What the task asks: Give every line of the rows below as a JSON list of strings, one string per line, leaving out blank lines.

Saved data entries
— start —

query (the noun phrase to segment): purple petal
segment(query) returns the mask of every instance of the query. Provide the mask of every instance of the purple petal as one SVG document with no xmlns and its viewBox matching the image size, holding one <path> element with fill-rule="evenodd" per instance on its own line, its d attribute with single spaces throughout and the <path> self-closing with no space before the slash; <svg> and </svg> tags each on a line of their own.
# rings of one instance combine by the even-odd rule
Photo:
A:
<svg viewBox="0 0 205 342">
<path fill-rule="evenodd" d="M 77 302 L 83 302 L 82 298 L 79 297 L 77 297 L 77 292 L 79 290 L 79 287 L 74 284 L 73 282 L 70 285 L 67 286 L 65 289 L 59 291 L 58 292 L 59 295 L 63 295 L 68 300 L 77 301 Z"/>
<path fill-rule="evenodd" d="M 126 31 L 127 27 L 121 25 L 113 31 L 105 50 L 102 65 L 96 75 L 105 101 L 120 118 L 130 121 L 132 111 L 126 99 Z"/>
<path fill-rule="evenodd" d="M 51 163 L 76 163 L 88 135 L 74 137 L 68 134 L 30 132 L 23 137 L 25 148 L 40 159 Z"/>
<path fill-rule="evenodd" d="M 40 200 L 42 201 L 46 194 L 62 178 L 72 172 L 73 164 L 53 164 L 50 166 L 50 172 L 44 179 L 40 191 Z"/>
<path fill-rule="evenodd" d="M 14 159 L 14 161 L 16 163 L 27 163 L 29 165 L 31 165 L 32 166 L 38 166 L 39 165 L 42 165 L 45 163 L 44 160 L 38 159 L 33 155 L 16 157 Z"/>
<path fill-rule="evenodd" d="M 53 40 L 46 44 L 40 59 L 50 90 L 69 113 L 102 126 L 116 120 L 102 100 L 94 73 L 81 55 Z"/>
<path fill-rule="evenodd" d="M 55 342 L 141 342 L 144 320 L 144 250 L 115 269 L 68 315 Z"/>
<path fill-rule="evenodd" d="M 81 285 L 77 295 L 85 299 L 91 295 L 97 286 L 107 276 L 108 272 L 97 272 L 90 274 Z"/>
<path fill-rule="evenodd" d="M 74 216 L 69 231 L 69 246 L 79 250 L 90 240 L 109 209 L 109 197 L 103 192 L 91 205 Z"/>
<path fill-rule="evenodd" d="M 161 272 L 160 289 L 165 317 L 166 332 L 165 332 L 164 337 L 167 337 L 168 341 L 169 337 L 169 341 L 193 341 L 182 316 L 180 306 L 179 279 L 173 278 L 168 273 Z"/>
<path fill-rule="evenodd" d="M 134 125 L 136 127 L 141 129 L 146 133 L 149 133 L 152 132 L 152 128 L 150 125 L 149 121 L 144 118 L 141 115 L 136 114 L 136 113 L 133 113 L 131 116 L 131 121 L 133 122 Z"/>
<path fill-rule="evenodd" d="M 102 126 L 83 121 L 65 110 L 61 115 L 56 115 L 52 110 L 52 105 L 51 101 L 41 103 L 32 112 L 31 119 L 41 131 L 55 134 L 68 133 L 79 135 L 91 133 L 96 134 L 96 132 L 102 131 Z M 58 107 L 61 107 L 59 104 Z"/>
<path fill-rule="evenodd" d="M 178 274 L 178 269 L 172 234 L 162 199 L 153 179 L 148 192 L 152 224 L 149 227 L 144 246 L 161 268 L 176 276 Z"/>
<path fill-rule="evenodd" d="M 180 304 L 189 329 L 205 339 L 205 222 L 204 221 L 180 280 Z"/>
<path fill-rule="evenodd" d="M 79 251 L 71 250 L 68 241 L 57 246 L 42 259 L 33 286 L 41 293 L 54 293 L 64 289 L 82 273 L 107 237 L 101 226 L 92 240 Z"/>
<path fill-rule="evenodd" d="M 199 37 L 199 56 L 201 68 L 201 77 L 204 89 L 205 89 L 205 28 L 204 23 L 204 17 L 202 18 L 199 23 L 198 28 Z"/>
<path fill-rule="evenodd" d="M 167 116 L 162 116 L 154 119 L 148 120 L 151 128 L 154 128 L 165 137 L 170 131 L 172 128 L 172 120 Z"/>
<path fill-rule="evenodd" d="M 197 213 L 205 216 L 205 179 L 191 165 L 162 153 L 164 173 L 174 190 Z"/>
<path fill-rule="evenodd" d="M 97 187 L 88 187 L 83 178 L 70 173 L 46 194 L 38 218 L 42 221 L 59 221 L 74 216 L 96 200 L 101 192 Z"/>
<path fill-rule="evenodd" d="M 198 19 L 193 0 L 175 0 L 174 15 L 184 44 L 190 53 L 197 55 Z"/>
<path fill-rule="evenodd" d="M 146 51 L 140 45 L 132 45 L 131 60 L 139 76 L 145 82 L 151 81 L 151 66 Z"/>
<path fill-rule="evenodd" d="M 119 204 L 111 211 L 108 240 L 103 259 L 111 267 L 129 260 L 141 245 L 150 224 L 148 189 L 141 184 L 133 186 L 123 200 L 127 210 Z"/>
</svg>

— end —

Full response:
[
  "query (the noun phrase to segment): purple petal",
  "segment(query) returns the mask of every instance of the query. Provide the mask of every instance of the purple petal as one SVG document with no xmlns and its viewBox matching the image size, holding one <path> element with fill-rule=\"evenodd\" per instance on its own line, its d attribute with single spaces throughout and the <path> self-closing with no space before the slash; <svg> and </svg> tags each on a line of their own.",
  "# rings of one instance combine by the even-odd rule",
  "Photo:",
  "A:",
  "<svg viewBox=\"0 0 205 342\">",
  "<path fill-rule=\"evenodd\" d=\"M 77 302 L 83 302 L 82 298 L 79 297 L 77 297 L 77 292 L 79 290 L 79 287 L 74 284 L 73 282 L 70 285 L 67 286 L 65 289 L 59 291 L 58 292 L 59 295 L 63 295 L 68 300 L 77 301 Z\"/>",
  "<path fill-rule=\"evenodd\" d=\"M 126 31 L 127 27 L 121 25 L 113 31 L 105 50 L 102 65 L 96 75 L 105 101 L 120 118 L 130 121 L 132 111 L 126 99 Z\"/>",
  "<path fill-rule=\"evenodd\" d=\"M 51 163 L 76 163 L 88 135 L 74 137 L 68 134 L 30 132 L 23 137 L 25 148 L 40 159 Z\"/>",
  "<path fill-rule=\"evenodd\" d=\"M 40 200 L 42 201 L 46 194 L 62 178 L 72 172 L 73 164 L 53 164 L 50 166 L 50 172 L 44 179 L 40 191 Z\"/>",
  "<path fill-rule=\"evenodd\" d=\"M 14 159 L 14 161 L 16 163 L 27 163 L 29 165 L 31 165 L 32 166 L 38 166 L 39 165 L 42 165 L 45 163 L 44 160 L 38 159 L 33 155 L 16 157 Z\"/>",
  "<path fill-rule=\"evenodd\" d=\"M 53 40 L 46 44 L 40 59 L 50 90 L 69 113 L 102 126 L 116 120 L 102 100 L 94 73 L 81 55 Z\"/>",
  "<path fill-rule=\"evenodd\" d=\"M 55 342 L 141 342 L 144 320 L 144 250 L 115 269 L 68 315 Z\"/>",
  "<path fill-rule=\"evenodd\" d=\"M 81 285 L 77 295 L 85 299 L 91 295 L 97 286 L 107 276 L 108 272 L 97 272 L 90 274 Z\"/>",
  "<path fill-rule=\"evenodd\" d=\"M 74 216 L 69 231 L 69 246 L 79 250 L 90 240 L 109 209 L 109 197 L 103 192 L 91 205 Z\"/>",
  "<path fill-rule=\"evenodd\" d=\"M 161 272 L 160 289 L 165 317 L 166 332 L 165 332 L 164 337 L 167 337 L 168 341 L 169 337 L 169 341 L 193 341 L 182 316 L 180 306 L 179 279 L 173 278 L 168 273 Z\"/>",
  "<path fill-rule=\"evenodd\" d=\"M 134 125 L 136 127 L 141 129 L 146 133 L 149 133 L 152 132 L 152 128 L 150 125 L 149 121 L 144 118 L 141 115 L 136 114 L 136 113 L 133 113 L 131 116 L 131 121 L 133 122 Z\"/>",
  "<path fill-rule=\"evenodd\" d=\"M 102 126 L 83 121 L 65 110 L 61 115 L 56 115 L 52 110 L 52 105 L 51 101 L 41 103 L 32 112 L 31 119 L 41 131 L 55 134 L 68 133 L 79 135 L 91 133 L 96 134 L 96 132 L 102 131 Z M 58 107 L 61 107 L 59 104 Z\"/>",
  "<path fill-rule=\"evenodd\" d=\"M 178 274 L 178 269 L 172 234 L 162 199 L 153 179 L 148 192 L 152 224 L 149 227 L 144 246 L 161 268 L 176 276 Z\"/>",
  "<path fill-rule=\"evenodd\" d=\"M 180 304 L 189 329 L 205 339 L 205 222 L 204 221 L 180 280 Z\"/>",
  "<path fill-rule=\"evenodd\" d=\"M 79 251 L 71 250 L 68 241 L 57 246 L 42 259 L 33 286 L 41 293 L 54 293 L 64 289 L 82 273 L 107 237 L 101 226 L 92 240 Z\"/>",
  "<path fill-rule=\"evenodd\" d=\"M 199 37 L 199 56 L 201 68 L 201 77 L 204 89 L 205 89 L 205 28 L 204 23 L 204 17 L 202 18 L 199 23 L 198 28 Z\"/>",
  "<path fill-rule=\"evenodd\" d=\"M 167 116 L 162 116 L 154 119 L 148 120 L 151 128 L 154 128 L 165 137 L 170 131 L 172 128 L 172 120 Z\"/>",
  "<path fill-rule=\"evenodd\" d=\"M 197 213 L 205 216 L 205 179 L 191 165 L 162 153 L 164 173 L 174 190 Z\"/>",
  "<path fill-rule=\"evenodd\" d=\"M 97 187 L 88 187 L 83 178 L 70 173 L 46 194 L 38 218 L 42 221 L 59 221 L 74 216 L 96 200 L 101 192 Z\"/>",
  "<path fill-rule=\"evenodd\" d=\"M 198 19 L 193 0 L 175 0 L 174 15 L 184 44 L 190 53 L 197 55 Z\"/>",
  "<path fill-rule=\"evenodd\" d=\"M 146 51 L 140 45 L 132 45 L 131 60 L 139 76 L 145 82 L 151 81 L 151 66 Z\"/>",
  "<path fill-rule=\"evenodd\" d=\"M 119 204 L 111 211 L 108 240 L 103 259 L 111 267 L 129 260 L 141 245 L 150 224 L 148 189 L 141 184 L 133 186 L 123 200 L 127 210 Z\"/>",
  "</svg>"
]